- Referring expression data
=== Begin Enclosure ===
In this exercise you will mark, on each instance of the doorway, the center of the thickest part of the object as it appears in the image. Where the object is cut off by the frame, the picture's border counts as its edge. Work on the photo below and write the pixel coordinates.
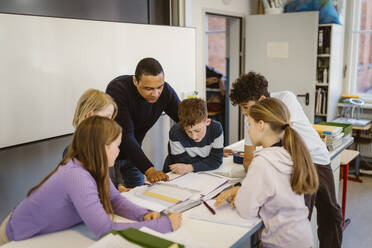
(223, 66)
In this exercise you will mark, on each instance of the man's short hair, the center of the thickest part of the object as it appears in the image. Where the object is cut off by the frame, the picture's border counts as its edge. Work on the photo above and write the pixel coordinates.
(249, 87)
(192, 111)
(148, 66)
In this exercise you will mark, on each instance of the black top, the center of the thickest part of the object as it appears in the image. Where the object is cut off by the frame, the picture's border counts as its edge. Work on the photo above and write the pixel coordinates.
(136, 116)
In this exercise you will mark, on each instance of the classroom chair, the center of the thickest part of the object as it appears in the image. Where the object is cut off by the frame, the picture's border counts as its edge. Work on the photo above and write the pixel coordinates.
(346, 157)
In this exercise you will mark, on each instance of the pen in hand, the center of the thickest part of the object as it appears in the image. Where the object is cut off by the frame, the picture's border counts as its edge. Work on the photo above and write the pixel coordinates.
(209, 207)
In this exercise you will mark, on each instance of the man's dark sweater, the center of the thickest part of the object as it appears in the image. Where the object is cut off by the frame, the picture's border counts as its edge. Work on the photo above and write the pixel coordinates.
(136, 116)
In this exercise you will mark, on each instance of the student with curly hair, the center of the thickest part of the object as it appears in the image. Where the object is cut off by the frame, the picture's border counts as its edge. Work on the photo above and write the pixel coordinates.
(253, 87)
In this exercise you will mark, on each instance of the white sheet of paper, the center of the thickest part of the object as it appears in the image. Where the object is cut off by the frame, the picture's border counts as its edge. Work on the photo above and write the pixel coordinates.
(113, 241)
(173, 237)
(224, 215)
(151, 205)
(203, 182)
(277, 50)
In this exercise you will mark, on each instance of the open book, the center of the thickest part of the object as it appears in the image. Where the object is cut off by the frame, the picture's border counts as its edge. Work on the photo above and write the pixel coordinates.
(133, 238)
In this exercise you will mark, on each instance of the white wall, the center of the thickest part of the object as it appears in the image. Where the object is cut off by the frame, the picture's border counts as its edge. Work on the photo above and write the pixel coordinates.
(195, 17)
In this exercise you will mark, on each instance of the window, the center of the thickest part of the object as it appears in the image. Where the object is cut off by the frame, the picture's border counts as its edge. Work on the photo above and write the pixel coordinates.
(360, 80)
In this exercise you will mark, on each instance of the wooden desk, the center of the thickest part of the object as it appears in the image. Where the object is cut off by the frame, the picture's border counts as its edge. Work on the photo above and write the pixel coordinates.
(364, 128)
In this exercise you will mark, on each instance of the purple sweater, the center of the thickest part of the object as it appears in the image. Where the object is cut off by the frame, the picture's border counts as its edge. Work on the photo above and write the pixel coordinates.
(69, 197)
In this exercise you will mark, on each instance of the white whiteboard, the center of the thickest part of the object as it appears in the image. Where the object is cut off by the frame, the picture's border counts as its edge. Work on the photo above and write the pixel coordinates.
(46, 63)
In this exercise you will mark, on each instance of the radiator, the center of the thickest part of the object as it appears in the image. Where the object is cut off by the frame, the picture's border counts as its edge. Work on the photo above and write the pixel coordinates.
(366, 150)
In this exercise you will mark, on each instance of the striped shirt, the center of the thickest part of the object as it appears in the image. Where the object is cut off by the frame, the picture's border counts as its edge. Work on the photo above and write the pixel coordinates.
(204, 155)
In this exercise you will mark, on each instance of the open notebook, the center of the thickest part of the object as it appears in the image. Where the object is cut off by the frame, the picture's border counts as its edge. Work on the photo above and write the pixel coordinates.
(224, 215)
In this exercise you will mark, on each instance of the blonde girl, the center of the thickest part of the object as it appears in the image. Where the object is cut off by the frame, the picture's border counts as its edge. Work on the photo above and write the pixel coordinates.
(96, 102)
(277, 179)
(79, 190)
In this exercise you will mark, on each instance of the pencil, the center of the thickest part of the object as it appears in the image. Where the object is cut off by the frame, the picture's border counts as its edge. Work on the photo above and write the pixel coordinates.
(209, 207)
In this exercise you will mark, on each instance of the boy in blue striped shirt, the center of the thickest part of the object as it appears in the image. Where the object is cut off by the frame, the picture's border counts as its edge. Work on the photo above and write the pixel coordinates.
(196, 142)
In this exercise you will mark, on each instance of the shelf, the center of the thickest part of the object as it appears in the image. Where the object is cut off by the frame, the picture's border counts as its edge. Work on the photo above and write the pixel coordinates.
(212, 90)
(365, 106)
(321, 85)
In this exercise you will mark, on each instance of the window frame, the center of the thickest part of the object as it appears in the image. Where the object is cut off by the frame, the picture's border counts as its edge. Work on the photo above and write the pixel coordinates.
(353, 33)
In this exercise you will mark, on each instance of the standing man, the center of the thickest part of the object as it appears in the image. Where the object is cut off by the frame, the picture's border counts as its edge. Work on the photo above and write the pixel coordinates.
(141, 99)
(253, 87)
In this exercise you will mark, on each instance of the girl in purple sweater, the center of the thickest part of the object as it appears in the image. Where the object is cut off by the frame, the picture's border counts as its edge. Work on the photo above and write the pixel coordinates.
(79, 190)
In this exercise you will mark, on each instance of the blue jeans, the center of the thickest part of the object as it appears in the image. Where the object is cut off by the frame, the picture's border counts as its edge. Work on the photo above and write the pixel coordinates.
(131, 175)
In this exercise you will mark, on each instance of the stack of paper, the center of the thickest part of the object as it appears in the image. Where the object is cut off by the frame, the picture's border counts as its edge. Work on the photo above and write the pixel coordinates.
(203, 182)
(331, 135)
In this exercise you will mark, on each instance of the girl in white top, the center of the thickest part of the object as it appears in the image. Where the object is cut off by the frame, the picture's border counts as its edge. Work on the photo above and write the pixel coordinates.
(277, 179)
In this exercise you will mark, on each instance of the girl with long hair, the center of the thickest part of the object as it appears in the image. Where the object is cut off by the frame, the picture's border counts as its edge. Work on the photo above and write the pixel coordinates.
(277, 179)
(79, 190)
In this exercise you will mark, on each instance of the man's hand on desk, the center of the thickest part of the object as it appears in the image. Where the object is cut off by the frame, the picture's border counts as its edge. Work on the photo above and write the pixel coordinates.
(154, 176)
(152, 216)
(122, 189)
(228, 152)
(181, 168)
(175, 220)
(226, 196)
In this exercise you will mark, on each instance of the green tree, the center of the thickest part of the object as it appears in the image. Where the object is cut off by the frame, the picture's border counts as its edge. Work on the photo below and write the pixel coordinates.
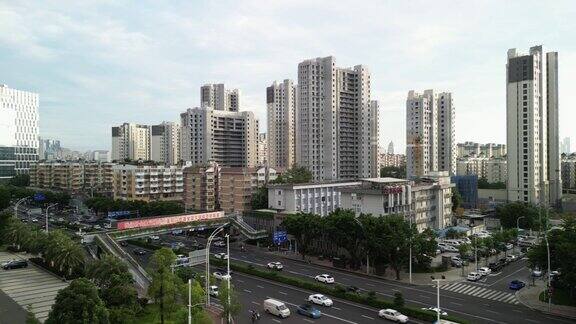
(231, 308)
(165, 286)
(305, 227)
(393, 172)
(260, 198)
(20, 180)
(78, 303)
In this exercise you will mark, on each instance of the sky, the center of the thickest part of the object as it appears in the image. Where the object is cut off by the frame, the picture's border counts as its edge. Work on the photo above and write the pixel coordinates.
(97, 64)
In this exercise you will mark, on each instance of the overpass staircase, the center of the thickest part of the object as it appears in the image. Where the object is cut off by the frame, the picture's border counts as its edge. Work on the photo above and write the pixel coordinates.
(250, 232)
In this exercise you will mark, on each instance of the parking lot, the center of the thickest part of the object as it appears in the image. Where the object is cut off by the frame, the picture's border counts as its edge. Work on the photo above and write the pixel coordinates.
(30, 286)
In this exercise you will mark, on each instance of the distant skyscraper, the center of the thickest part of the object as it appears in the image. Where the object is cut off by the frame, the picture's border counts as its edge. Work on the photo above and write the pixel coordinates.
=== End Enclosure ===
- The task
Set down all the entries above verbatim, and include none of the pictures.

- Output for this task
In this exercise you will mark, on each instance of the doorway, the center of the thickest part of the object as it appears in the image. Where the object is cut off by the frame, the picture's border counts as its edge. Work on the photo below and write the pixel coordinates.
(223, 66)
In this exercise you will mark, on each instance of the man's short hair, the center of the thickest part of the object as it appears in the image. Where the object is cut off by the frame, the picture's border counts as its edge. Work on the photo above and write the pixel coordinates.
(249, 87)
(192, 111)
(148, 66)
In this exercise you will mark, on each instance of the black top, the center of the thickest part of the object as it appears in the image. Where the object is cut off by the frame, the picture's border counts as its edge. Work on the photo above and write the pixel coordinates.
(136, 116)
In this exercise you will mark, on each instance of the classroom chair, the center of the thickest part of the object as it appears in the image. Where the object is cut off by the frame, the picture's border counts as its edge. Work on the photo above and write the pixel coordinates.
(346, 157)
In this exercise you will mark, on each instance of the pen in hand, the center of the thickest part of the object as it appears in the image. Where the object is cut off by the frame, the picture's border counts as its edge. Work on the photo above and write the pixel coordinates.
(209, 207)
In this exercise you will mark, on each instance of the man's dark sweater, the center of the thickest part of the object as it appears in the image. Where the object is cut off by the frame, the picture's border counts as its edge. Work on the photo above and write the pixel coordinates.
(136, 116)
In this exercise you will mark, on each instance of the student with curly hair, the center of the thickest part of the object as it appears in the image. Where the object is cut off by the frame, the picture's border counts as its edge. Work on the photo above and write the pixel coordinates.
(253, 87)
In this exercise you will mark, on each instance of the white sheet of paper, the center of the thickest part of the object as it appears in the image. Where the object is cut off by the frame, the picture's border counts as its edge. Work on the photo above and write the pixel coordinates.
(113, 241)
(173, 237)
(224, 215)
(151, 205)
(203, 182)
(277, 50)
In this exercise you will mark, on each instance of the open book, the center of the thickest part of the object as it appears in the image. Where the object is cut off by the frame, the picture's border counts as its edge. Work on the photo above and write the pixel coordinates.
(133, 238)
In this exercise you will mark, on each instance of the white wall, the center of the thickest part of the object as it appears in the image. Where the object is cut off by the frame, the picture's border counts as its edge. Work on the photo above and write the pixel coordinates.
(195, 17)
In this exercise you will mark, on each instance of the window, the center of the thickest part of the object as it appears in the image. Where the object is cut off by the frame, the picture's border counts as its edge. Work on the photo above and write the pixel coordinates.
(360, 80)
In this exercise you will mark, on each instance of the wooden desk, the center of the thickest part of the object as it appears in the image. Where the object is cut off by the frame, the picture's border counts as its edge. Work on the photo above and write the pixel coordinates.
(364, 128)
In this exercise you will mark, on each instance of the purple sweater, the center of the thickest part of the object as it appears in the image. Where the object is cut off by the frame, the picture's border counts as its edge. Work on the photo above and write the pixel coordinates.
(69, 197)
In this exercise you will mark, on each instance of the white whiteboard, the center of the thickest part of the object as it appears in the image. Where the object is cut off by the frame, the picture's border counts as its edge. Work on the photo above and write the pixel coordinates.
(46, 63)
In this exercise you will mark, on each instance of the radiator, the center of the thickest part of the object as it appears in the image. Where the object is cut off by the frame, the picture's border counts as its edge. Work on the photo above and write the pixel coordinates.
(366, 150)
In this exercise you will mark, on each instance of the striped shirt, the center of the thickest part of the object as it appears in the image. Where the object is cut off by the frame, the picture's border counts as its edge. Work on the photo above and write the pixel coordinates.
(204, 155)
In this exercise you will mark, on each instance of the open notebook, the center of the thickest part of the object as it appears in the image. Where the object is cut off by the frame, the picture's border counts as its edge. Work on the photo above and write the pixel coordinates.
(224, 215)
In this exercise you will mark, on each instance of the blonde girl, the center of the thickest part of the object as it appears in the image. Where the object is cut off by the frame, the picture's border counts as its edge. Work on the photo above and write the pixel coordinates.
(96, 102)
(277, 179)
(79, 190)
In this exercise you will mark, on each instance of the pencil, the center of the thickest part of the object as it appears in the image. Where the object is cut off by the frame, the picture's border counts as its edge. Work on the photo above and write the pixel coordinates.
(209, 207)
In this exercise you will mark, on each instance of the boy in blue striped shirt, the center of the thickest part of the object as it appears in the image. Where the object is cut off by the frame, the picture's border counts as its edge. Work on the photo above and write the pixel coordinates.
(196, 142)
In this exercise you will mark, on each instance of the shelf, the center of the thickest part of the object as it appears in the image. Where the object is cut off by the frame, the picture's border counts as its edge. Work on the photo above and write the pixel coordinates.
(212, 90)
(365, 106)
(321, 85)
In this exercise you will mark, on each instance of the window frame, the center of the thickest part of the object as it appears in the image. Where the object is cut off by the frame, the picture's border counts as its edge. Work on the photo above and write the pixel coordinates.
(353, 33)
In this exercise you will mark, on each instance of the standing man, the center of the thickest part of the object as it appears in the image. Where the object is cut off by the frame, the picture's border counts as its edge. Work on the photo above and write the pixel coordinates.
(141, 99)
(253, 87)
In this exercise you will mark, on each instance of the girl in purple sweater, the center of the thickest part of the object as it appears in the image. Where the object is cut off by the frame, the picture's border counts as its edge. Work on the photo above and write the pixel coordinates.
(79, 190)
In this exercise you will mark, on each instance of the blue jeans, the center of the thickest part of the object as it appears in the image. Where the object is cut off by the frame, the picture's border counts as its edge. Work on the photo above and write the pixel coordinates.
(131, 175)
In this exercise you will mark, on each instance of the stack of paper, the center of the thickest part of the object as it appears in the image. Where the object is cut off by the frame, the picture's border counts as its edge. Work on the photo above and write the pixel coordinates.
(203, 182)
(331, 135)
In this exercise you will mark, on each instance of the girl in white top, the center of the thickest part of the object as it appears in the image. Where the object is cut off by the frame, the picture's border counts as its edge. Work on the photo above and write the pixel coordinates.
(277, 179)
In this exercise you will mark, on each instance of the girl with long hair, the center of the thickest part of the object as it appears in the image. Where the object is cut off by the frame, the picture's border counts as its edge. Work on the photo above and write the pixel coordinates.
(277, 179)
(79, 190)
In this exercise you will mark, on each instance of the man's hand on desk, the center of the thickest part of the object as it appears in the image. Where the object is cut off by the frame, the picture's border counts as its edge. Work on the photo above and write the pixel coordinates.
(154, 176)
(152, 216)
(122, 189)
(228, 152)
(181, 168)
(175, 220)
(226, 196)
In this exercise you will mark, on each instance of the green tree, the center of the thickest part of the object as it appears in the image. Where the object is cut off by the frame, the picture's border counts as its edge. Work on the photo below and write the pixel coordinates.
(231, 308)
(165, 286)
(305, 227)
(393, 172)
(260, 198)
(20, 180)
(78, 303)
In this exercise you will mark, on each instance of the sky, the center of the thickest part of the object as it appears in the image. Where the object is cut off by the frame, the picture's border counts as its edge. Work on the photo above and write the pixel coordinates.
(97, 64)
In this exercise you will mark, on each instance of the overpass staircase, the center of the thickest part of the object as it appears in the image. Where the object is cut off by the frame, the picture's border counts as its edge. Work on the photo above and write the pixel coordinates.
(250, 232)
In this exercise you will mark, on each instance of the parking lot, the center of the thickest part of the object as it appears in the image. Where the object is cut off by the frame, the picture's border counts as its edge. Work on the photo above and write the pixel coordinates.
(30, 286)
In this exercise you will mark, on each instance of the distant skyscraper, the center of the thickest part of the object as it appears in the image. Where the object is cut off by the frame, the picture's border counts as its edge. Work on the photo above and write the pixel coordinates.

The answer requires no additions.